Set exercise: Render these lines as a JSON list of strings, one string per line, with blank lines omitted. Leave the pictures out of the answer.

Records from a data collection:
------------------------------------------------

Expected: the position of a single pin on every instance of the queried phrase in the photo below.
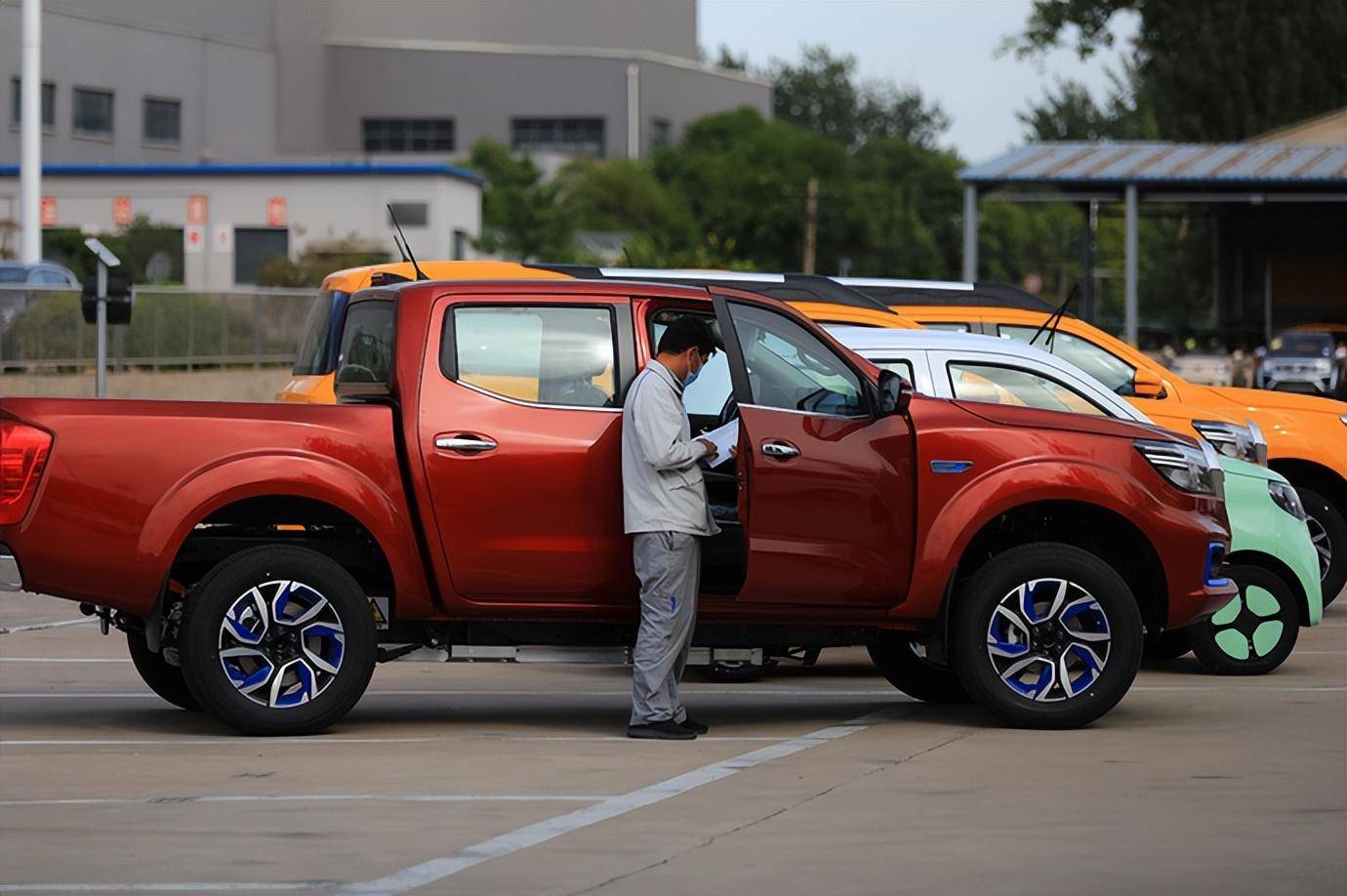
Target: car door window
(546, 354)
(791, 368)
(1113, 372)
(899, 365)
(712, 387)
(1013, 386)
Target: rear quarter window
(367, 344)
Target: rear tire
(1046, 636)
(277, 640)
(160, 675)
(1328, 531)
(917, 675)
(1255, 632)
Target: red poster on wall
(121, 211)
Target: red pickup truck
(467, 491)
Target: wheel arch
(1091, 527)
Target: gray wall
(225, 78)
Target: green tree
(521, 215)
(744, 181)
(1212, 70)
(822, 93)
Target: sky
(946, 48)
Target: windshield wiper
(1055, 318)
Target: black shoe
(666, 730)
(693, 725)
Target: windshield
(1087, 356)
(314, 356)
(1303, 344)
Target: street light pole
(30, 124)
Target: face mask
(691, 378)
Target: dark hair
(684, 333)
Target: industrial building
(328, 109)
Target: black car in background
(1305, 360)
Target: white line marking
(764, 691)
(154, 888)
(181, 741)
(312, 797)
(38, 627)
(542, 832)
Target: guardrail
(42, 329)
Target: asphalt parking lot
(486, 778)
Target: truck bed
(128, 480)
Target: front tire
(277, 640)
(159, 673)
(1328, 532)
(1255, 632)
(907, 668)
(1046, 636)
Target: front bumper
(11, 580)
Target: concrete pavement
(484, 778)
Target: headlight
(1286, 499)
(1232, 439)
(1190, 469)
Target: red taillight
(23, 454)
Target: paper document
(723, 438)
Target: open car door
(829, 507)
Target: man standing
(666, 510)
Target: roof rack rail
(784, 287)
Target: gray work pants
(670, 567)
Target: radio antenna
(404, 247)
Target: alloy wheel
(1048, 639)
(282, 643)
(1248, 627)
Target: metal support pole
(633, 112)
(1130, 265)
(100, 388)
(30, 138)
(970, 233)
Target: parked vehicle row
(465, 491)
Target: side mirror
(895, 393)
(1147, 385)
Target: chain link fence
(181, 343)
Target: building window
(662, 132)
(582, 137)
(93, 112)
(163, 120)
(407, 135)
(410, 215)
(49, 103)
(255, 248)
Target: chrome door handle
(467, 442)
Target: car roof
(947, 293)
(786, 287)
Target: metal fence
(42, 329)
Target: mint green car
(1272, 556)
(1276, 567)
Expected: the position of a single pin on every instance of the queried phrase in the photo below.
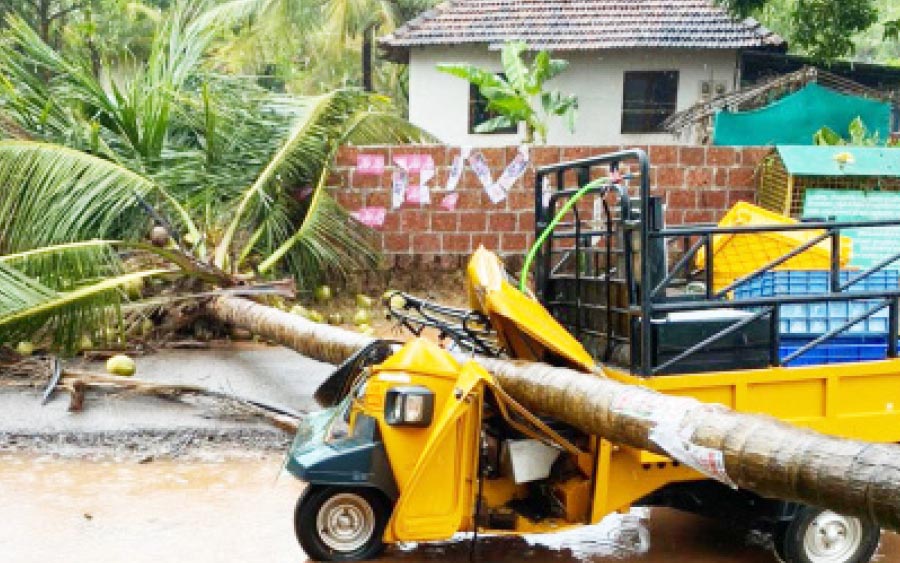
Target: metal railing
(564, 271)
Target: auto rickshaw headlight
(409, 406)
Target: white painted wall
(438, 102)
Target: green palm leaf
(54, 195)
(29, 308)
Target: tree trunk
(754, 452)
(319, 341)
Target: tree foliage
(236, 173)
(827, 29)
(513, 96)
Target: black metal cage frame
(632, 228)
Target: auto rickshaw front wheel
(815, 535)
(341, 523)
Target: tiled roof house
(632, 62)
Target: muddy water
(240, 511)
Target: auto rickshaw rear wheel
(815, 535)
(341, 523)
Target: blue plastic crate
(838, 350)
(802, 282)
(819, 318)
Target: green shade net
(794, 119)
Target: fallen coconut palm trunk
(33, 372)
(78, 382)
(319, 341)
(755, 452)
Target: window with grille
(649, 98)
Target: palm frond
(383, 127)
(55, 195)
(64, 267)
(329, 242)
(295, 225)
(298, 162)
(30, 309)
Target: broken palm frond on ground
(757, 453)
(39, 372)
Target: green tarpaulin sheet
(794, 119)
(825, 161)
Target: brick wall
(699, 184)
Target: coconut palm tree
(757, 453)
(235, 175)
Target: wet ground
(240, 510)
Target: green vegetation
(858, 135)
(100, 153)
(513, 97)
(864, 30)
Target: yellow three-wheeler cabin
(419, 443)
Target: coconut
(86, 343)
(159, 236)
(362, 317)
(323, 294)
(395, 301)
(120, 364)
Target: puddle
(241, 510)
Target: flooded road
(240, 511)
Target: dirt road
(240, 510)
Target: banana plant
(520, 95)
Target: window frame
(669, 105)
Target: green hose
(526, 267)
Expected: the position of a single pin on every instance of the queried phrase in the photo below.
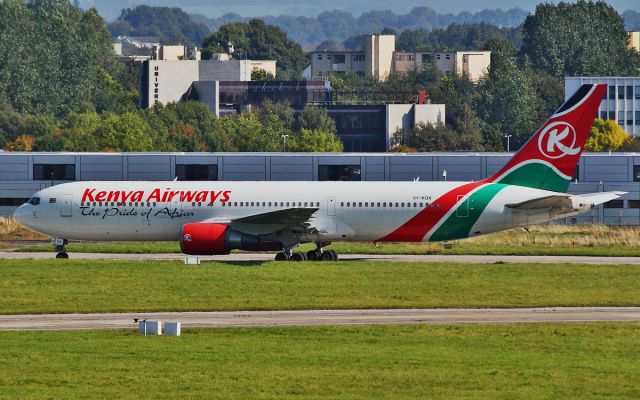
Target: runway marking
(242, 257)
(235, 319)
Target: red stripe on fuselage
(419, 225)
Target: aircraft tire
(313, 255)
(298, 257)
(328, 256)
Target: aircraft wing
(296, 220)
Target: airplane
(213, 218)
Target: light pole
(508, 137)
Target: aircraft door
(463, 209)
(65, 206)
(331, 206)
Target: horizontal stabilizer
(566, 202)
(602, 197)
(554, 201)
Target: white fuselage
(346, 211)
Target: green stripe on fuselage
(459, 223)
(538, 176)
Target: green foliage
(316, 118)
(55, 58)
(171, 25)
(507, 102)
(258, 41)
(316, 140)
(581, 39)
(606, 136)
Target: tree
(171, 25)
(53, 55)
(315, 140)
(259, 41)
(606, 136)
(581, 39)
(316, 118)
(507, 102)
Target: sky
(110, 9)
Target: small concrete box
(150, 327)
(172, 328)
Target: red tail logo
(557, 140)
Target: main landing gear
(313, 255)
(58, 245)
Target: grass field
(594, 240)
(532, 361)
(64, 286)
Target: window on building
(197, 172)
(58, 172)
(338, 172)
(614, 204)
(12, 201)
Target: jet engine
(202, 238)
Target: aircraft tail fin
(547, 160)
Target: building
(166, 81)
(22, 174)
(621, 103)
(380, 59)
(360, 127)
(475, 64)
(634, 40)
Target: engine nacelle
(202, 238)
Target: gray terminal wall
(597, 172)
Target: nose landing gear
(317, 254)
(59, 246)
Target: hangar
(22, 174)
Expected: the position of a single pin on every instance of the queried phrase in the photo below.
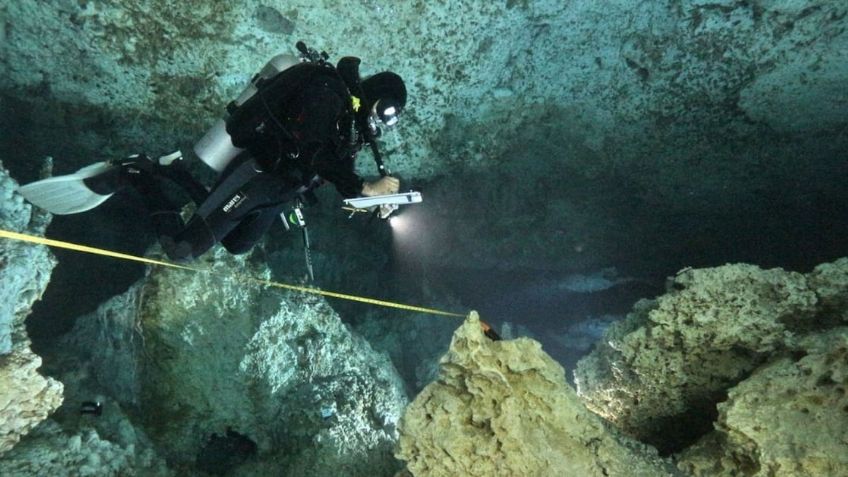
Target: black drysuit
(297, 132)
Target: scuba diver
(299, 123)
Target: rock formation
(504, 408)
(790, 417)
(26, 397)
(659, 374)
(203, 353)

------------------------------------------------

Task answer:
[
  "Expected: the position of a single pin on every instance of the queried phrase in the photo below.",
  "Target: car door window",
  "(546, 354)",
  "(791, 368)",
  "(1113, 372)",
  "(899, 365)",
  "(712, 387)",
  "(1013, 386)",
  "Target: rear quarter window",
  "(367, 344)",
  "Target: rear tire",
  "(1046, 636)",
  "(277, 640)",
  "(160, 675)",
  "(1328, 531)",
  "(917, 675)",
  "(1255, 632)",
  "Target: red poster on wall",
  "(121, 211)",
  "Target: red pickup truck",
  "(467, 491)",
  "Target: wheel arch",
  "(1091, 527)",
  "Target: gray wall",
  "(225, 78)",
  "Target: green tree",
  "(521, 215)",
  "(744, 181)",
  "(1212, 70)",
  "(822, 93)",
  "Target: sky",
  "(946, 48)",
  "Target: windshield wiper",
  "(1055, 318)",
  "Target: black shoe",
  "(666, 730)",
  "(693, 725)",
  "Target: windshield",
  "(1087, 356)",
  "(314, 356)",
  "(1303, 344)",
  "Target: street light pole",
  "(30, 124)",
  "Target: face mask",
  "(691, 378)",
  "Target: dark hair",
  "(684, 333)",
  "Target: industrial building",
  "(328, 109)",
  "Target: black car in background",
  "(1305, 360)",
  "Target: white line marking",
  "(764, 691)",
  "(154, 888)",
  "(181, 741)",
  "(312, 797)",
  "(38, 627)",
  "(542, 832)",
  "Target: guardrail",
  "(42, 329)",
  "Target: asphalt parking lot",
  "(486, 778)",
  "Target: truck bed",
  "(128, 480)",
  "Target: front tire",
  "(277, 640)",
  "(159, 673)",
  "(1328, 532)",
  "(1255, 632)",
  "(907, 668)",
  "(1046, 636)",
  "Target: front bumper",
  "(11, 580)",
  "Target: concrete pavement",
  "(484, 778)",
  "Target: headlight",
  "(1286, 499)",
  "(1232, 439)",
  "(1190, 469)",
  "Target: red taillight",
  "(23, 454)",
  "Target: paper document",
  "(723, 438)",
  "Target: open car door",
  "(829, 507)",
  "Target: man standing",
  "(666, 510)",
  "Target: roof rack rail",
  "(784, 287)",
  "Target: gray work pants",
  "(670, 567)",
  "Target: radio antenna",
  "(404, 247)",
  "Target: alloy wheel",
  "(1048, 639)",
  "(282, 643)",
  "(1248, 627)",
  "Target: metal support pole",
  "(633, 112)",
  "(1130, 265)",
  "(100, 388)",
  "(30, 138)",
  "(970, 233)",
  "Target: parked vehicle row",
  "(465, 491)",
  "Target: side mirror",
  "(895, 393)",
  "(1147, 385)",
  "Target: chain link fence",
  "(181, 343)",
  "Target: building window",
  "(662, 132)",
  "(582, 137)",
  "(93, 112)",
  "(163, 120)",
  "(407, 135)",
  "(410, 215)",
  "(49, 103)",
  "(255, 248)",
  "Target: chrome door handle",
  "(467, 442)",
  "Target: car roof",
  "(947, 293)",
  "(786, 287)",
  "Target: metal fence",
  "(42, 329)",
  "Target: mint green car",
  "(1272, 556)",
  "(1276, 567)",
  "Expected: the position of a single pin on every instance of the queried phrase in the photo below.",
  "Target: metal railing",
  "(564, 271)",
  "Target: auto rickshaw headlight",
  "(409, 406)",
  "Target: white painted wall",
  "(438, 102)",
  "Target: green palm leaf",
  "(54, 195)",
  "(29, 308)",
  "Target: tree trunk",
  "(754, 452)",
  "(319, 341)",
  "Target: tree foliage",
  "(236, 173)",
  "(827, 29)",
  "(513, 96)",
  "Target: black metal cage frame",
  "(632, 228)",
  "Target: auto rickshaw front wheel",
  "(815, 535)",
  "(341, 523)",
  "Target: tiled roof house",
  "(632, 62)",
  "Target: muddy water",
  "(240, 511)",
  "Target: auto rickshaw rear wheel",
  "(815, 535)",
  "(341, 523)",
  "Target: blue plastic crate",
  "(838, 350)",
  "(802, 282)",
  "(819, 318)",
  "Target: green shade net",
  "(794, 119)",
  "Target: fallen coconut palm trunk",
  "(33, 372)",
  "(78, 382)",
  "(319, 341)",
  "(755, 452)",
  "Target: window with grille",
  "(649, 98)",
  "Target: palm frond",
  "(383, 127)",
  "(55, 195)",
  "(64, 267)",
  "(329, 242)",
  "(295, 225)",
  "(298, 162)",
  "(30, 309)",
  "Target: broken palm frond on ground",
  "(757, 453)",
  "(39, 372)",
  "Target: green tarpaulin sheet",
  "(794, 119)",
  "(825, 161)",
  "Target: brick wall",
  "(699, 184)",
  "Target: coconut palm tree",
  "(757, 453)",
  "(235, 175)",
  "Target: wet ground",
  "(240, 510)",
  "Target: green vegetation",
  "(858, 135)",
  "(100, 153)",
  "(513, 97)",
  "(864, 30)",
  "Target: yellow three-wheeler cabin",
  "(419, 443)",
  "Target: coconut",
  "(86, 343)",
  "(159, 236)",
  "(362, 317)",
  "(323, 294)",
  "(395, 301)",
  "(120, 364)",
  "Target: puddle",
  "(241, 510)",
  "Target: flooded road",
  "(240, 511)",
  "Target: dirt road",
  "(240, 510)",
  "Target: banana plant",
  "(520, 95)",
  "Target: window frame",
  "(669, 105)",
  "Target: green hose",
  "(526, 267)",
  "Expected: the position of a single pin on every instance of the queried phrase in the photo below.",
  "Target: runway marking",
  "(242, 257)",
  "(235, 319)",
  "Target: red stripe on fuselage",
  "(419, 225)",
  "Target: aircraft tire",
  "(313, 255)",
  "(298, 257)",
  "(328, 256)",
  "Target: aircraft wing",
  "(296, 220)",
  "Target: airplane",
  "(213, 218)",
  "Target: light pole",
  "(508, 137)",
  "Target: aircraft door",
  "(463, 209)",
  "(65, 206)",
  "(331, 206)",
  "Target: horizontal stabilizer",
  "(566, 202)",
  "(602, 197)",
  "(554, 201)",
  "Target: white fuselage",
  "(346, 211)",
  "Target: green stripe on fuselage",
  "(459, 223)",
  "(538, 176)",
  "Target: green foliage",
  "(316, 118)",
  "(55, 58)",
  "(171, 25)",
  "(507, 102)",
  "(258, 41)",
  "(316, 140)",
  "(581, 39)",
  "(606, 136)",
  "Target: tree",
  "(171, 25)",
  "(53, 55)",
  "(315, 140)",
  "(259, 41)",
  "(606, 136)",
  "(581, 39)",
  "(316, 118)",
  "(507, 102)",
  "Target: sky",
  "(110, 9)",
  "Target: small concrete box",
  "(150, 327)",
  "(172, 328)",
  "Target: red tail logo",
  "(557, 140)",
  "Target: main landing gear",
  "(313, 255)",
  "(58, 245)",
  "Target: grass field",
  "(594, 240)",
  "(532, 361)",
  "(64, 286)",
  "Target: window on building",
  "(197, 172)",
  "(58, 172)",
  "(338, 172)",
  "(614, 204)",
  "(12, 201)",
  "Target: jet engine",
  "(202, 238)",
  "Target: aircraft tail fin",
  "(547, 160)",
  "Target: building",
  "(166, 81)",
  "(22, 174)",
  "(621, 103)",
  "(380, 59)",
  "(360, 127)",
  "(475, 64)",
  "(634, 40)",
  "Target: engine nacelle",
  "(202, 238)",
  "Target: gray terminal wall",
  "(597, 172)",
  "Target: nose landing gear",
  "(317, 254)",
  "(59, 246)",
  "Target: hangar",
  "(22, 174)",
  "Expected: the position of a single pin on every instance of the queried phrase in the photo below.",
  "Target: black drysuit",
  "(297, 132)",
  "Target: scuba diver",
  "(299, 123)",
  "Target: rock formation",
  "(504, 408)",
  "(790, 417)",
  "(26, 397)",
  "(659, 374)",
  "(203, 353)"
]